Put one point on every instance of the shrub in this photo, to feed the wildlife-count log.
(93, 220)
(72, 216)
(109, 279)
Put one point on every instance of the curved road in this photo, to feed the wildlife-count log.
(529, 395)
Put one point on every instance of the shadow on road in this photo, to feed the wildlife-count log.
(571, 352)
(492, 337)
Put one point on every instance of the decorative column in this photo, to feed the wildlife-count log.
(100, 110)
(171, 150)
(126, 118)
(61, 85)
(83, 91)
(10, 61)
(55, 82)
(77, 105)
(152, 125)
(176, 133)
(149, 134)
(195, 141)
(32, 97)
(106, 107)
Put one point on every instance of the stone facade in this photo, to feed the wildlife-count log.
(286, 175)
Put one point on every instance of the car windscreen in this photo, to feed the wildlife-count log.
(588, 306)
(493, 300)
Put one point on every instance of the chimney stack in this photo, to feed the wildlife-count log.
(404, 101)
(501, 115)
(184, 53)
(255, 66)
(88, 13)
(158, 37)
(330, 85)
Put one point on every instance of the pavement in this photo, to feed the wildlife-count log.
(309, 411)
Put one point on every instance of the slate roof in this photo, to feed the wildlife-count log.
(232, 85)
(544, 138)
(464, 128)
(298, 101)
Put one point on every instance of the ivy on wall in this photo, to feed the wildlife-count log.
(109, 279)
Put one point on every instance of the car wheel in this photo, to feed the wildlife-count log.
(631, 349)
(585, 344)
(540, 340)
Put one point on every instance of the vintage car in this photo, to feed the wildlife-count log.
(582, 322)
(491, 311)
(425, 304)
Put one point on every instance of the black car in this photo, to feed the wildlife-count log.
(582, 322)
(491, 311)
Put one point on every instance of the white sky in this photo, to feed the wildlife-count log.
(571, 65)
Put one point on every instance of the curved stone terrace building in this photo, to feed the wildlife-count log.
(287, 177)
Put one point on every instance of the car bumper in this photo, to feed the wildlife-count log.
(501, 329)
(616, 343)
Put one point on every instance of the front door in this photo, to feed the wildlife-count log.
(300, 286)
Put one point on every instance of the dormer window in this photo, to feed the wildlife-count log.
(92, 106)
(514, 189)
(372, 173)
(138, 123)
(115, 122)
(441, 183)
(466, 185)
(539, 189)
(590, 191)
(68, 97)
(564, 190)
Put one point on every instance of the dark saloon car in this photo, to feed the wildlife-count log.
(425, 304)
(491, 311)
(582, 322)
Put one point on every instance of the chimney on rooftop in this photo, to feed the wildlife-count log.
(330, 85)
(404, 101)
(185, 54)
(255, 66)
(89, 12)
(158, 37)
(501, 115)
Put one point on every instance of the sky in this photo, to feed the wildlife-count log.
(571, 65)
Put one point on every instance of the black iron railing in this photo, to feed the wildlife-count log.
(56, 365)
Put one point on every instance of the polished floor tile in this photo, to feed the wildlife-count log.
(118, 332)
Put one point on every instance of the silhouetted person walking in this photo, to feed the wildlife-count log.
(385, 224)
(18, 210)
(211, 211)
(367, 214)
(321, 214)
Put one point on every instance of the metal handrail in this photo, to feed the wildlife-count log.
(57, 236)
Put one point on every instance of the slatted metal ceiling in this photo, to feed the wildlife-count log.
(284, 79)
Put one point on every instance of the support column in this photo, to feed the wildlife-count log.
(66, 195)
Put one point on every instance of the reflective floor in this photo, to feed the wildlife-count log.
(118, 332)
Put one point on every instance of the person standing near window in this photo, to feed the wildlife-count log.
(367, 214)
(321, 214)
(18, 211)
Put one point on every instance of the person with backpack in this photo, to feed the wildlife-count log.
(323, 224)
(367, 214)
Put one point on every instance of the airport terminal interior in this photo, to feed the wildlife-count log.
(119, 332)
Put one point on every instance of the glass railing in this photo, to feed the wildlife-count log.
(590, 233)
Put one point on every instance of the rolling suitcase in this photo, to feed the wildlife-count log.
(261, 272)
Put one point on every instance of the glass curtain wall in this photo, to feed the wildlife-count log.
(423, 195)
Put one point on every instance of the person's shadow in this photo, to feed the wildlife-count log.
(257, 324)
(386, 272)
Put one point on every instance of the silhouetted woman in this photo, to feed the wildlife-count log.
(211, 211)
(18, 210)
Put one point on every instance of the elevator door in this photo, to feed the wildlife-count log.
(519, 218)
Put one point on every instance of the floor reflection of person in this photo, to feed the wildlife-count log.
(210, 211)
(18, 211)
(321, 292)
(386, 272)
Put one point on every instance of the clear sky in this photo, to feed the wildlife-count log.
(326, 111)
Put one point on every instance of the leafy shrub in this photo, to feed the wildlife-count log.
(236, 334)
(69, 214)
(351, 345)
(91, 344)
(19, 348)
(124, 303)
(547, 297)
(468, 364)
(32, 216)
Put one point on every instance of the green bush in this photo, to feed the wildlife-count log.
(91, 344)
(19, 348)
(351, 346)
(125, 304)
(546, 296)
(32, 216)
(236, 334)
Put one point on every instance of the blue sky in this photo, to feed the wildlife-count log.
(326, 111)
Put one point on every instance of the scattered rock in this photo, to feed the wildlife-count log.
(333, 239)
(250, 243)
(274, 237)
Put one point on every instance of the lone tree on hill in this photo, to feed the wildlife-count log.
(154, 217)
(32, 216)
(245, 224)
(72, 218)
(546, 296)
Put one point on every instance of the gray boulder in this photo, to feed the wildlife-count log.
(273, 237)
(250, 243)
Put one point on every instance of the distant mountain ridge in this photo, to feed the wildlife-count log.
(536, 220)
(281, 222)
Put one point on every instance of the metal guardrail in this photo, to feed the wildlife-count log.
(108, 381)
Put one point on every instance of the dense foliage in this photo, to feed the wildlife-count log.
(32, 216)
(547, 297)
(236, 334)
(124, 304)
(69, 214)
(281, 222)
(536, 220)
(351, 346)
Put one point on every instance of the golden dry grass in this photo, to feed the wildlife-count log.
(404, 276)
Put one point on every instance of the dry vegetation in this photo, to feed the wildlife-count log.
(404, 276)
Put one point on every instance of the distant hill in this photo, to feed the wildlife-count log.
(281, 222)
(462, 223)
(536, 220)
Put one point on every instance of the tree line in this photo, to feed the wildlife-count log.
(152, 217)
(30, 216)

══════

» **Work to complete**:
Reproduce all data above, unchanged.

» **Correct result**:
Put one point on every instance of the shrub in this photo, to feed the wildlife-count log.
(93, 220)
(72, 216)
(109, 279)
Put one point on every instance of the curved road in this photo, to feed the wildlife-count log.
(529, 395)
Put one point on every instance of the shadow on road in this photo, to feed the wildlife-count log.
(571, 352)
(492, 337)
Put one point on every instance of the decorative column in this photo, to feed the wildlife-count log.
(100, 110)
(171, 150)
(126, 118)
(61, 85)
(83, 91)
(10, 61)
(55, 82)
(77, 105)
(152, 125)
(176, 133)
(149, 134)
(195, 141)
(32, 97)
(106, 107)
Put one point on every instance of the stone facade in this photo, to feed the wildlife-count log.
(286, 175)
Put one point on every instance of the car windscreen in this photo, to feed the wildlife-count log.
(588, 306)
(493, 300)
Put one point on every instance of the chimney stack in this photo, to feed the wildlife-count log.
(404, 101)
(501, 115)
(184, 53)
(255, 66)
(88, 13)
(158, 37)
(330, 85)
Put one point on every instance of the pavement in this photo, to feed the wildlife-count log.
(309, 411)
Put one point on every instance of the slate roof in this photo, to feed the wildlife-count log.
(232, 85)
(544, 138)
(464, 128)
(298, 101)
Put one point on every instance of the ivy on wall in this photo, to feed the wildlife-count log.
(109, 279)
Put one point on every instance of the car wheel in this photo, to feed the wildlife-count log.
(631, 349)
(585, 344)
(540, 340)
Put one point on every instance of the vintage car in this photo, to feed the wildlife-count log.
(582, 322)
(491, 311)
(425, 304)
Put one point on every instance of the black car in this photo, to feed the wildlife-count log.
(582, 322)
(491, 311)
Put one point on every instance of the white sky in this photo, to feed the wildlife-count log.
(571, 65)
Put one point on every instance of the curved stone terrace building in this photo, to feed the wildlife-count log.
(287, 177)
Put one point on every instance of the car bumper in this photo, to feed the wildlife-count log.
(501, 329)
(616, 343)
Put one point on every instance of the front door in this photo, to feed the wildlife-count log.
(300, 286)
Put one point on every instance of the dormer window in this photo, to feed the wildlife-count log.
(92, 106)
(514, 189)
(372, 173)
(138, 123)
(115, 122)
(441, 183)
(466, 185)
(539, 189)
(590, 191)
(68, 97)
(564, 190)
Put one point on every instance of the dark saloon car in this photo, to feed the wildlife-count log.
(425, 304)
(491, 311)
(582, 322)
Put one point on every instance of the chimney on rooftop in this photo, to feed the wildlife-count log.
(330, 85)
(404, 101)
(185, 54)
(255, 66)
(89, 12)
(158, 37)
(501, 115)
Put one point on every instance of the sky in this photo, to feed the wildlife-count log.
(571, 65)
Put one point on every instance of the black iron railing in this photo, to feed the wildlife-count log.
(56, 365)
Put one point on every instance of the polished floor tile in this photo, to feed the wildlife-count log.
(118, 332)
Put one point on every instance of the silhouetted person walking in this photo, to feed the wildlife-count log.
(385, 224)
(18, 210)
(211, 211)
(367, 214)
(321, 214)
Put one point on every instance of the metal handrail in this photo, to feed the wildlife-count log.
(57, 236)
Put one point on every instance of the slatted metal ceiling in this photo, to feed the wildlife-count log.
(284, 79)
Put one point on every instance of the support column in this photo, to feed the wildlife-count log.
(66, 195)
Put one point on every instance of the reflective floor in this photo, to feed the wildlife-count log.
(118, 332)
Put one point on every instance of the person standing near window in this photo, to feed the wildlife-count log.
(367, 214)
(321, 214)
(18, 211)
Put one point on every instance of the person with backpack in this photo, to feed the wildlife-count log.
(323, 224)
(367, 214)
Put one point on every instance of the airport terminal interior in this photo, to feed the wildlife-count log.
(119, 332)
Put one point on every instance of the glass railing in this photo, to feed the wildlife-count log.
(590, 233)
Put one point on every instance of the rolling suitcase in this photo, to feed the wildlife-count log.
(261, 272)
Put one point on every instance of the glass curtain wall in this photo, to feed the wildlife-count log.
(423, 195)
Put one point on every instance of the person's shadow in this photo, to feed the wildlife-count log.
(257, 324)
(386, 272)
Put one point on every instance of the silhouetted woman in this photo, to feed the wildlife-count log.
(211, 211)
(18, 210)
Put one point on every instance of the elevator door in this photo, to feed the wildlife-count log.
(519, 218)
Put one point on every instance of the floor reflection of person in this photo, to feed the wildlife-count log.
(210, 211)
(18, 211)
(321, 292)
(386, 272)
Put one point on every instance of the clear sky in this photo, to feed the wildlife-count log.
(326, 111)
Put one point on every instance of the leafy shrub in this photo, to feed the wildlife-count log.
(236, 334)
(69, 214)
(351, 345)
(91, 344)
(19, 348)
(124, 303)
(547, 297)
(468, 364)
(32, 216)
Put one point on every instance of the green bush in this photo, to feed the wildlife-count log.
(91, 344)
(19, 348)
(351, 346)
(125, 304)
(546, 296)
(32, 216)
(236, 334)
Put one point on every instance of the blue sky in this photo, to feed the wildlife-count log.
(326, 111)
Put one point on every instance of the scattered rock in this photo, to feed the wildlife-count log.
(333, 239)
(250, 243)
(274, 237)
Put one point on every instance of the lone tree on hill in this photo, to feed the wildlife-count log.
(154, 217)
(32, 216)
(245, 224)
(72, 218)
(546, 296)
Put one point on every instance of the gray boulder in this photo, to feed the wildlife-count log.
(273, 237)
(250, 243)
Put one point on every instance of the distant mountain ridge in this photo, to feed the wildlife-count log.
(536, 220)
(281, 222)
Put one point on every instance of the metal guardrail in this photo, to feed the wildlife-count log.
(108, 381)
Put one point on every instance of the dense foliage in this photo, to feed the wildlife-count log.
(32, 216)
(547, 297)
(236, 334)
(124, 304)
(69, 214)
(281, 222)
(536, 220)
(351, 346)
Put one point on every instance of the golden dry grass in this photo, to feed the wildlife-count log.
(404, 276)
Put one point on every instance of the dry vegetation in this photo, to feed the wildlife-count log.
(404, 276)
Put one point on every instance of the distant hill in this photo, to feed the wildlife-count log.
(281, 222)
(462, 223)
(536, 220)
Put one point on every instance of the tree line in this photo, to feed the wildlife-count log.
(152, 217)
(30, 216)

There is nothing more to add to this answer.